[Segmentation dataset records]
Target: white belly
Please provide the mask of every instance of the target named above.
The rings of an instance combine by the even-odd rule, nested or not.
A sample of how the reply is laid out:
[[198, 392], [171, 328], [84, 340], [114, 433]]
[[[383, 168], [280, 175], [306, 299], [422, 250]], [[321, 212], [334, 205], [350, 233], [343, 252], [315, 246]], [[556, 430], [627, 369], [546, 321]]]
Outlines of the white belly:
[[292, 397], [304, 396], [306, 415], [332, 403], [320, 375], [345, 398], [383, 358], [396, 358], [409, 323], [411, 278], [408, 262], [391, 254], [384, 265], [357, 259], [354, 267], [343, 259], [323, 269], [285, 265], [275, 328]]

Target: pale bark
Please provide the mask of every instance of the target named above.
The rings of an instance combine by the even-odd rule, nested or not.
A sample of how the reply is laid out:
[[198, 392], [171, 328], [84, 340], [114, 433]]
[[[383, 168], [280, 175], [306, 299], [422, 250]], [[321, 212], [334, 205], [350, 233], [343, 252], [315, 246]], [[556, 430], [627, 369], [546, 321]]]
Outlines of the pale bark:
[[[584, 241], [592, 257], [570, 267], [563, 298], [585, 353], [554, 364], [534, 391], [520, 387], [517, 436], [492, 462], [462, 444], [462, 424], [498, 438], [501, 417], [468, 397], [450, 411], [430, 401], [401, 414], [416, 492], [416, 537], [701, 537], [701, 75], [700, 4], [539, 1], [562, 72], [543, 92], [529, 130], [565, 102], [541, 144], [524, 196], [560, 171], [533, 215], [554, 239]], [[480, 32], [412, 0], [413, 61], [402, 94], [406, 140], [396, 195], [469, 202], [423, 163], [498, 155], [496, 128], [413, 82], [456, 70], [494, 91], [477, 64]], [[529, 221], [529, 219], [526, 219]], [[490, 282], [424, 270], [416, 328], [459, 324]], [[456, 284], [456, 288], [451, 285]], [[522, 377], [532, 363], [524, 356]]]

**AIM:**
Rewrite the data with every "Please provide" changed to "Return", keeping everything else the same.

**ANSWER TO THIS PROBLEM:**
Target: white belly
Return the mask of every instance of the target named above.
The rings of an instance combine by the even-odd rule, nested or not.
A sample of how the reply is laid out:
[[198, 392], [171, 328], [84, 340], [114, 433]]
[[[383, 168], [280, 175], [306, 299], [422, 250]], [[321, 212], [334, 205], [350, 233], [343, 252], [315, 246]], [[556, 430], [627, 369], [546, 321]]]
Outlines of the white belly:
[[292, 397], [304, 396], [306, 415], [332, 403], [320, 375], [345, 398], [383, 358], [396, 358], [409, 323], [411, 278], [408, 262], [391, 254], [384, 265], [357, 259], [354, 267], [343, 259], [323, 269], [285, 265], [275, 328]]

Target: pale bark
Return the mask of every instance of the target named above.
The rings of an instance combine by the even-odd rule, nested or not.
A sample of how the reply is laid out:
[[198, 392], [171, 328], [84, 340], [114, 433]]
[[[383, 168], [280, 175], [306, 299], [422, 250]], [[321, 212], [334, 205], [350, 233], [343, 252], [315, 246]], [[556, 430], [627, 369], [546, 321]]]
Outlines of the pale bark:
[[[584, 241], [592, 257], [570, 267], [563, 298], [585, 353], [554, 364], [534, 391], [520, 387], [517, 436], [492, 462], [462, 444], [462, 424], [498, 438], [501, 417], [468, 397], [450, 411], [430, 401], [401, 414], [416, 492], [416, 537], [701, 537], [701, 75], [700, 4], [539, 1], [562, 72], [543, 92], [529, 130], [565, 102], [541, 144], [524, 196], [560, 171], [533, 215], [554, 239]], [[480, 32], [412, 0], [413, 61], [402, 94], [406, 140], [396, 195], [469, 202], [423, 163], [498, 155], [496, 128], [413, 82], [456, 70], [494, 91], [477, 64]], [[529, 221], [529, 219], [526, 219]], [[490, 282], [424, 270], [416, 328], [459, 324]], [[456, 284], [456, 288], [451, 285]], [[522, 377], [532, 363], [524, 356]]]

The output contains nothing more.